The task: Count the lines in the listing below that contain the string "cloud", with case significant, and reply with the number alone.
------------------------
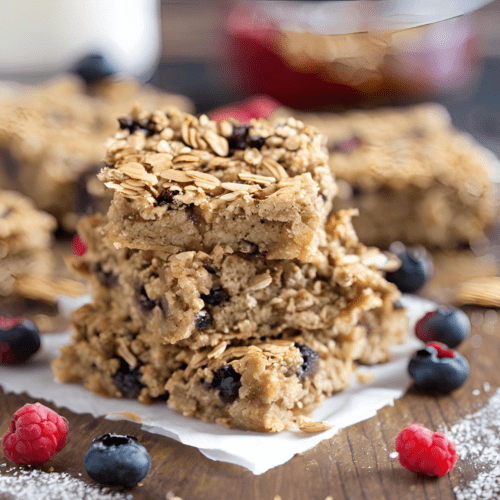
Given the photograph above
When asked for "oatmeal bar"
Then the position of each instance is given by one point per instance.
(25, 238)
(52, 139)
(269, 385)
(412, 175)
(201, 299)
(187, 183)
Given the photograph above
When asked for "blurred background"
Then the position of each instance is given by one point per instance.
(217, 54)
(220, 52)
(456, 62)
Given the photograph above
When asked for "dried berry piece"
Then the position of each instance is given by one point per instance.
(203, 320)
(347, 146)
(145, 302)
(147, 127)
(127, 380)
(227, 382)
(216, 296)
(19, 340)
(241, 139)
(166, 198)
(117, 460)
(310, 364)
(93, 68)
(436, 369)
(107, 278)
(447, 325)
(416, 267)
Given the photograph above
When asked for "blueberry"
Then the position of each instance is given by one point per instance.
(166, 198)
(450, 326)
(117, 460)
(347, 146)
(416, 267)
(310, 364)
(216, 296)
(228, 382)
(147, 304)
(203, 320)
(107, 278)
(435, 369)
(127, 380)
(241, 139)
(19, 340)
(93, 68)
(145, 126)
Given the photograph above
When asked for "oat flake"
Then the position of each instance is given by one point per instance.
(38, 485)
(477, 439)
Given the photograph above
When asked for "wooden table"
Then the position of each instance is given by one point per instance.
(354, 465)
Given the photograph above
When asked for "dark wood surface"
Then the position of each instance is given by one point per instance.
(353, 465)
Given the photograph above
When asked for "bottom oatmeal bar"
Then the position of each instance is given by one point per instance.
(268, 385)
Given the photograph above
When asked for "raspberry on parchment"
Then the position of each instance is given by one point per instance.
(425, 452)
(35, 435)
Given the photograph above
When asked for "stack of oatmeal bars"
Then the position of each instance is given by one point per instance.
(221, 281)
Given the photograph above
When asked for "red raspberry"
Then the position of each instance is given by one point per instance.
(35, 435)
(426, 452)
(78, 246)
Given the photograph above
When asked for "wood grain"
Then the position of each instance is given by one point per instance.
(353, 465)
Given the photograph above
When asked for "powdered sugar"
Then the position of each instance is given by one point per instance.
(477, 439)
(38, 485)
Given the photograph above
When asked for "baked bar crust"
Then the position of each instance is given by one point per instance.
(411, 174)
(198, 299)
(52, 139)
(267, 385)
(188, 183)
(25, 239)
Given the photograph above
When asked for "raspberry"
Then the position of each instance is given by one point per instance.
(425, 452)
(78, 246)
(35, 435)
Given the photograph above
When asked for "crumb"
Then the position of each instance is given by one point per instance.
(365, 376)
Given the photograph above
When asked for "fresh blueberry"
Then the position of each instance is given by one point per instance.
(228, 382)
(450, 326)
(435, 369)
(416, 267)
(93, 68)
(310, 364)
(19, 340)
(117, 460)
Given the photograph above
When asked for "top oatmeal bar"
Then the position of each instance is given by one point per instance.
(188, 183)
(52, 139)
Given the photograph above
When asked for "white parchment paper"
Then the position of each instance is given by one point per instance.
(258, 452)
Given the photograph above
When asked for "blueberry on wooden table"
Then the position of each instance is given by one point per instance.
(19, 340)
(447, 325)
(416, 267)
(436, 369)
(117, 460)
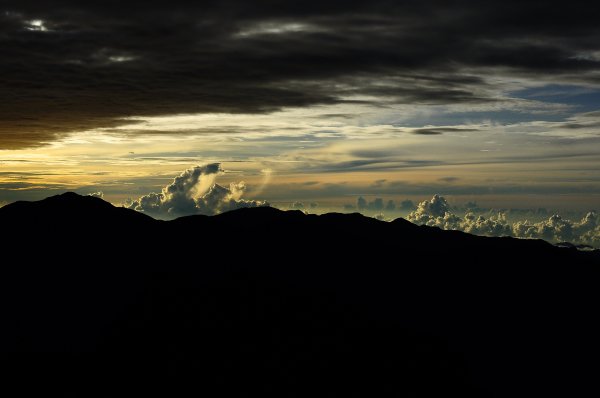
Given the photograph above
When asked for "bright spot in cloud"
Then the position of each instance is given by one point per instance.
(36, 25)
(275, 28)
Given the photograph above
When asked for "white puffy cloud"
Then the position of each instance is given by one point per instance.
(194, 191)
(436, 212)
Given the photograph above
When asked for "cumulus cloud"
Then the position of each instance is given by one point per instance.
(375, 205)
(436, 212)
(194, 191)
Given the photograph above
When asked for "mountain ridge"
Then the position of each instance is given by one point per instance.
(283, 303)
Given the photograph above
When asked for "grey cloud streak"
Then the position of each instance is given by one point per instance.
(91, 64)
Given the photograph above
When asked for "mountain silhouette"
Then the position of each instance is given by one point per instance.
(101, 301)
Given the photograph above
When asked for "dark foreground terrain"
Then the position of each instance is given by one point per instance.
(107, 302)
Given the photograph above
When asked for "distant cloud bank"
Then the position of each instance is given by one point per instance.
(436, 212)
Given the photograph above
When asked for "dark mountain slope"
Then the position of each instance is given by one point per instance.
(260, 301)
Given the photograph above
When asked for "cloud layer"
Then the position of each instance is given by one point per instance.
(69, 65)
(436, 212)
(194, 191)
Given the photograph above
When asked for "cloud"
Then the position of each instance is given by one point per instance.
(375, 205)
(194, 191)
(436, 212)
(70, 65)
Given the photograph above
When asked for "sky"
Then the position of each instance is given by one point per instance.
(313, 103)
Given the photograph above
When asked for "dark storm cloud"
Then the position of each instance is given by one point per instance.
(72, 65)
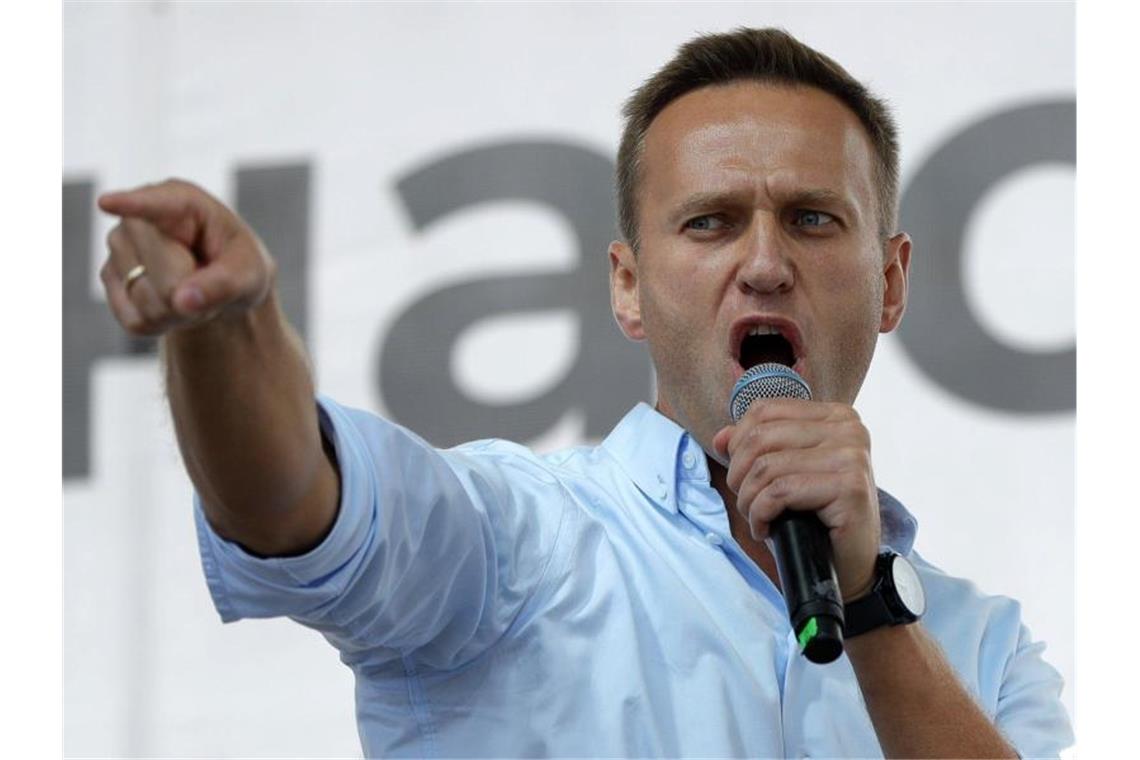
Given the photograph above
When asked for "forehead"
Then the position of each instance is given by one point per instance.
------------------------
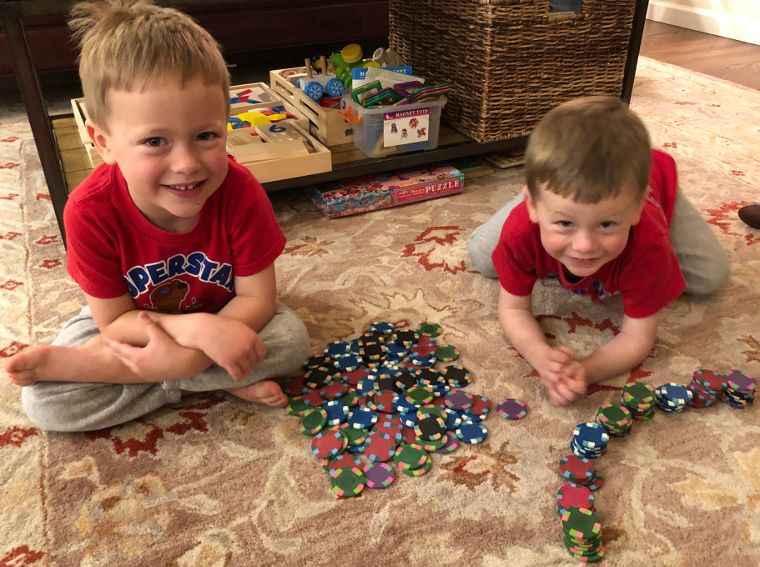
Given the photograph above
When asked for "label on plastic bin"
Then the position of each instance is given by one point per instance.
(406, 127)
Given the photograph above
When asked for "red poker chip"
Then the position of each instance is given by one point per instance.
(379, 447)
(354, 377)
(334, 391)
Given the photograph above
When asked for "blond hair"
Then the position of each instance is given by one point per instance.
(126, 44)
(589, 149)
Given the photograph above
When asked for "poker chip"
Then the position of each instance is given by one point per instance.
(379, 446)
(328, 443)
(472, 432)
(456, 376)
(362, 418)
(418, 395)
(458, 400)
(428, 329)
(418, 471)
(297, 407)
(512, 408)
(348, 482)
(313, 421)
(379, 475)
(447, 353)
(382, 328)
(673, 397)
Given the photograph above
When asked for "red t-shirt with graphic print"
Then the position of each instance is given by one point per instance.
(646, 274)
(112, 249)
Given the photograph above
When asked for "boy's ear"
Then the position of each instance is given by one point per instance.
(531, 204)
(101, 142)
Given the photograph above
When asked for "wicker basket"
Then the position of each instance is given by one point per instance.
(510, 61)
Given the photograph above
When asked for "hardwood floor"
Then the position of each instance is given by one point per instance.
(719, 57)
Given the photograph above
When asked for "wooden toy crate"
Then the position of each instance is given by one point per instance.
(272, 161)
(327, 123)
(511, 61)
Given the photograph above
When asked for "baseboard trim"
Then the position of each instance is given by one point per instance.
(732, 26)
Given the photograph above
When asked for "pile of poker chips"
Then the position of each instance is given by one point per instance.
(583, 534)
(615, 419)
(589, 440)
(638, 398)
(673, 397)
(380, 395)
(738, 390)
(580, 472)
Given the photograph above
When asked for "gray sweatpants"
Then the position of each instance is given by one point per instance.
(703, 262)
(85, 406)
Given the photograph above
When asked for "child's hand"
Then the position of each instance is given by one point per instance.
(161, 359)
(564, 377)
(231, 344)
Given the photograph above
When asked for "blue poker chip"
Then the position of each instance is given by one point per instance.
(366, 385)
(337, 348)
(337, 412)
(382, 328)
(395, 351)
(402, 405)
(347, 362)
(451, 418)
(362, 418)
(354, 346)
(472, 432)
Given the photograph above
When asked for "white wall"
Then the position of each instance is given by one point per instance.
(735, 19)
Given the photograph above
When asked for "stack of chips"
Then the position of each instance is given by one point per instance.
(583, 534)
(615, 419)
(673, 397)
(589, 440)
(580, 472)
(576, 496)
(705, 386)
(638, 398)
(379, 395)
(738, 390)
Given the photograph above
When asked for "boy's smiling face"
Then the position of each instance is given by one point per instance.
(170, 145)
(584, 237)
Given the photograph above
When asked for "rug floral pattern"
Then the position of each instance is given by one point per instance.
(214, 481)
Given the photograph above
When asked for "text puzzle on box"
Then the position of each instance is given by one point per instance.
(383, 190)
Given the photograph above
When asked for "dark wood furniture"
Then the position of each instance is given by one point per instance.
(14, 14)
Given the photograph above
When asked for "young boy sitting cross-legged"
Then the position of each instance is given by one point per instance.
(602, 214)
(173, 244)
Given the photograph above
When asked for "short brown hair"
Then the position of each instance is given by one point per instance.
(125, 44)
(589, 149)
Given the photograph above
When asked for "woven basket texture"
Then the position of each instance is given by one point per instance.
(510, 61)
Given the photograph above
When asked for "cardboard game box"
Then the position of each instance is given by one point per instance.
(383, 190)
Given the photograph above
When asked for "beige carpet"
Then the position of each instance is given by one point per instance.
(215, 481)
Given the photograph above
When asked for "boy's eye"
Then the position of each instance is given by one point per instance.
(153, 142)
------------------------
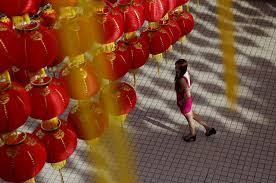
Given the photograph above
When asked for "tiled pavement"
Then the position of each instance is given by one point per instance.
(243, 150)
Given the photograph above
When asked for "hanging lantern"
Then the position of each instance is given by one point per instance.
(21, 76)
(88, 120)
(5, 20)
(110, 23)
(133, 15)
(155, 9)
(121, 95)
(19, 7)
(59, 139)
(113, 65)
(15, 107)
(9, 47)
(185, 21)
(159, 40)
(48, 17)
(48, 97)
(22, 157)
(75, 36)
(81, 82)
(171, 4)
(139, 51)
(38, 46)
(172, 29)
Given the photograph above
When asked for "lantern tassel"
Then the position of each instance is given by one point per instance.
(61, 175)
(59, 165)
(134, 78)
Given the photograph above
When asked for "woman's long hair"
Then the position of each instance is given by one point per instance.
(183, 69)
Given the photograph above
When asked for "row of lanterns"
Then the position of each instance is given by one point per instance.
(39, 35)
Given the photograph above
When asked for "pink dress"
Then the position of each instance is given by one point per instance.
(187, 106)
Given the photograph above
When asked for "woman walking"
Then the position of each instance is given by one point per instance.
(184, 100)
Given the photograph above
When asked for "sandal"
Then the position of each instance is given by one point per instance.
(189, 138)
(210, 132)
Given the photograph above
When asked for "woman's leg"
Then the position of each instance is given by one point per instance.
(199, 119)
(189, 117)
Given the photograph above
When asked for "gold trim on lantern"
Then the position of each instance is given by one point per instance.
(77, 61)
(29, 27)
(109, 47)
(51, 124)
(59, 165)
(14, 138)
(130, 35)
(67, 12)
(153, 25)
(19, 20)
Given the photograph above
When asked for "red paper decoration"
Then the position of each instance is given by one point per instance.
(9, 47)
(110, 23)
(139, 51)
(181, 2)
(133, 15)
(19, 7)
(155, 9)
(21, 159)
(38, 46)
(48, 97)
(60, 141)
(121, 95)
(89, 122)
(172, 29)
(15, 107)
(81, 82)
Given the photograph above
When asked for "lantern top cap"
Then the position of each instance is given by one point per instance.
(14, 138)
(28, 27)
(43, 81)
------------------------
Answer for the task: 8